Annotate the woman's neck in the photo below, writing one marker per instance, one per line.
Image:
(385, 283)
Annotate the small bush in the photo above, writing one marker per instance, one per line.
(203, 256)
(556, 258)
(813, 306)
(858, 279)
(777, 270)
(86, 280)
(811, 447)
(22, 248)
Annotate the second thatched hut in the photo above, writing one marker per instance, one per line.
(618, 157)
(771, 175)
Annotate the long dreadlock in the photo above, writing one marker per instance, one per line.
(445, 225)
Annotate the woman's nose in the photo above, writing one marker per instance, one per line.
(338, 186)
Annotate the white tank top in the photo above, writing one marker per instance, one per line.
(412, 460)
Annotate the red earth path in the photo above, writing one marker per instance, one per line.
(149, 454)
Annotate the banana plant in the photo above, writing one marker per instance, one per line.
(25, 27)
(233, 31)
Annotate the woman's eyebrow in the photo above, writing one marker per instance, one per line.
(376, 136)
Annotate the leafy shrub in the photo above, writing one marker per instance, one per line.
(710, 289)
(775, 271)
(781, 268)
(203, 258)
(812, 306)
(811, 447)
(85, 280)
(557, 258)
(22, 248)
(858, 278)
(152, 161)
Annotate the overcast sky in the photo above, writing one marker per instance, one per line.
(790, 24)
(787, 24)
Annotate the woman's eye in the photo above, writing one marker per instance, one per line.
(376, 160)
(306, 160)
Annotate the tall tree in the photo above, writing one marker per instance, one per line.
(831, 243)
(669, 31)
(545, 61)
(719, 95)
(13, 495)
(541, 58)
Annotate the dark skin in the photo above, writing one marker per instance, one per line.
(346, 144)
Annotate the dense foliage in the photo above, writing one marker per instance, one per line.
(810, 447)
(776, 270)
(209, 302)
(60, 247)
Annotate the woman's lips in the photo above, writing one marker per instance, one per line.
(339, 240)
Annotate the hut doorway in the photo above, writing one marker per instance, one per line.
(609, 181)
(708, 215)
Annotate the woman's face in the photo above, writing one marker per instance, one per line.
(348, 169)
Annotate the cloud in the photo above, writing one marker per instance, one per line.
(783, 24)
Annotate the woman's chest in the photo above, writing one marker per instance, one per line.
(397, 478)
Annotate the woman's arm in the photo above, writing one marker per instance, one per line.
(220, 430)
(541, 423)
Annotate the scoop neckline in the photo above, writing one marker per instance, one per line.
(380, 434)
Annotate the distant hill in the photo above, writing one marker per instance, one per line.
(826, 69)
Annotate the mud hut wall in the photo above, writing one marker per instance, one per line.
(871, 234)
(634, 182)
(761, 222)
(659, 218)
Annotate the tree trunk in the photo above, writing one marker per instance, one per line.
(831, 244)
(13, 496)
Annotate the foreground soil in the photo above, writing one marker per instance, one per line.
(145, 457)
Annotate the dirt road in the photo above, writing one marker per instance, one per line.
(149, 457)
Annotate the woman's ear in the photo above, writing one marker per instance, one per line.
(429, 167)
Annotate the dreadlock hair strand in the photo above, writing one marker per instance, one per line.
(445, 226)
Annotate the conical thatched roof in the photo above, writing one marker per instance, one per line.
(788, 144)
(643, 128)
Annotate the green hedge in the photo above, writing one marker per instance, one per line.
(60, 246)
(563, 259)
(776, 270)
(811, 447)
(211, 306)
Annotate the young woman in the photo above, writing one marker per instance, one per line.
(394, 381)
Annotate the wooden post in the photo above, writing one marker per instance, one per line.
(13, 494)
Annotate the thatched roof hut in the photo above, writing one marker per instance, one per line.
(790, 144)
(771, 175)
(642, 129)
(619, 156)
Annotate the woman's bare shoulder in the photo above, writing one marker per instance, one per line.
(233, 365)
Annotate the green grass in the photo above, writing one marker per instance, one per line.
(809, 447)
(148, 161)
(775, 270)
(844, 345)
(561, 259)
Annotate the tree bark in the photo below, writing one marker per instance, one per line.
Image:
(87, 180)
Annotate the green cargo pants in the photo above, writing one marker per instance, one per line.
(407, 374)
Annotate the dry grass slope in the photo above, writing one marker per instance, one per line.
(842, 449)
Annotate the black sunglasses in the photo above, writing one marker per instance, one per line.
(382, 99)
━━━
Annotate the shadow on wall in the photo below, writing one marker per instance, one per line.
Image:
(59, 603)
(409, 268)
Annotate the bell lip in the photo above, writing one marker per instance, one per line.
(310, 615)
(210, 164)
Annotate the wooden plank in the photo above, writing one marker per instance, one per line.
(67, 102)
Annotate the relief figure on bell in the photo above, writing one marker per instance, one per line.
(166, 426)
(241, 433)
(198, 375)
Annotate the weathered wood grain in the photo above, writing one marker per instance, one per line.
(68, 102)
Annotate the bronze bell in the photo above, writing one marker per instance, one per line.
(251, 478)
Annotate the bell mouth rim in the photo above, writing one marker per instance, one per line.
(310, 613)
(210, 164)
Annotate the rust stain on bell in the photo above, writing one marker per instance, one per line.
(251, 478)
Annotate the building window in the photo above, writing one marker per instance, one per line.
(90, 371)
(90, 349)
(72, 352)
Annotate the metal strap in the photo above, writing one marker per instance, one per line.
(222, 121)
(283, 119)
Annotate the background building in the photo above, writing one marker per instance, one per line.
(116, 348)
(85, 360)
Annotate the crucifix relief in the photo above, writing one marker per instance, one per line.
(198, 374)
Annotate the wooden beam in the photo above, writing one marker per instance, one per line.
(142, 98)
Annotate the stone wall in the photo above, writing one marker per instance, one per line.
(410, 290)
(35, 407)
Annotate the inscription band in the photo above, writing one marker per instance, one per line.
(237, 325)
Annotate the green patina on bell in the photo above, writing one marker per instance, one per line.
━━━
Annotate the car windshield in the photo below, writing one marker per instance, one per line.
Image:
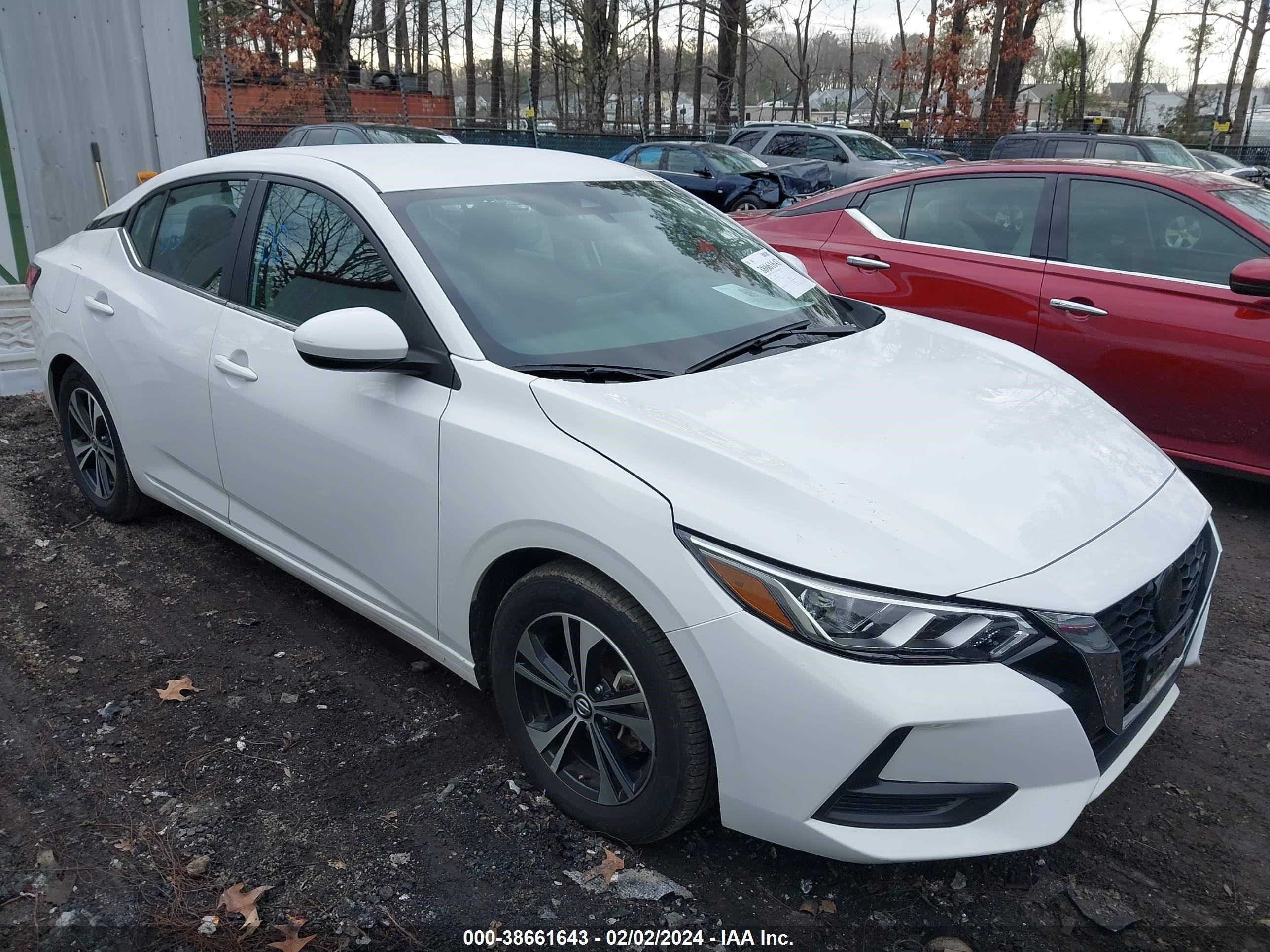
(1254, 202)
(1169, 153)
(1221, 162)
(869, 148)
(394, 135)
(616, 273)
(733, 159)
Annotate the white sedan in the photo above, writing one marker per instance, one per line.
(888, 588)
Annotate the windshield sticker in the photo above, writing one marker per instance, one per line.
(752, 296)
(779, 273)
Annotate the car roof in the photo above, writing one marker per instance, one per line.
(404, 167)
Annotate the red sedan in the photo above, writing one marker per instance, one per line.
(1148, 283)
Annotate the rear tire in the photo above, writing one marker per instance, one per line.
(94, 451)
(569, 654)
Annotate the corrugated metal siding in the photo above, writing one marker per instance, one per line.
━━━
* **AIM**
Please print the lines from the one containing "Annotate the car windshield" through the one containing "Annotate the corrugated", both ends included, and leave the pictures out.

* **WORKED ANSWER**
Annotate the car windshield in the photo below, writing one marker per instance, one per line.
Image:
(1254, 202)
(1169, 153)
(1221, 162)
(869, 148)
(394, 135)
(616, 273)
(733, 159)
Annotate the white sedan in the photo above, writing one marker per instance, one per line.
(888, 588)
Annotate the windshield sticker in the photo above, writing one marker per instance, one per line.
(752, 296)
(779, 273)
Annotate the car roof in the photo above, writing one marker per instance, one per line.
(404, 167)
Annotate the red sedan in the photo above, writing one marker per instance, one per line.
(1148, 283)
Annotate the rear tire in the photo above, writing one marker per instance, one per line.
(94, 451)
(569, 654)
Annotate the corrugated metal siding in the photo above, writing one marker per instance, one per line.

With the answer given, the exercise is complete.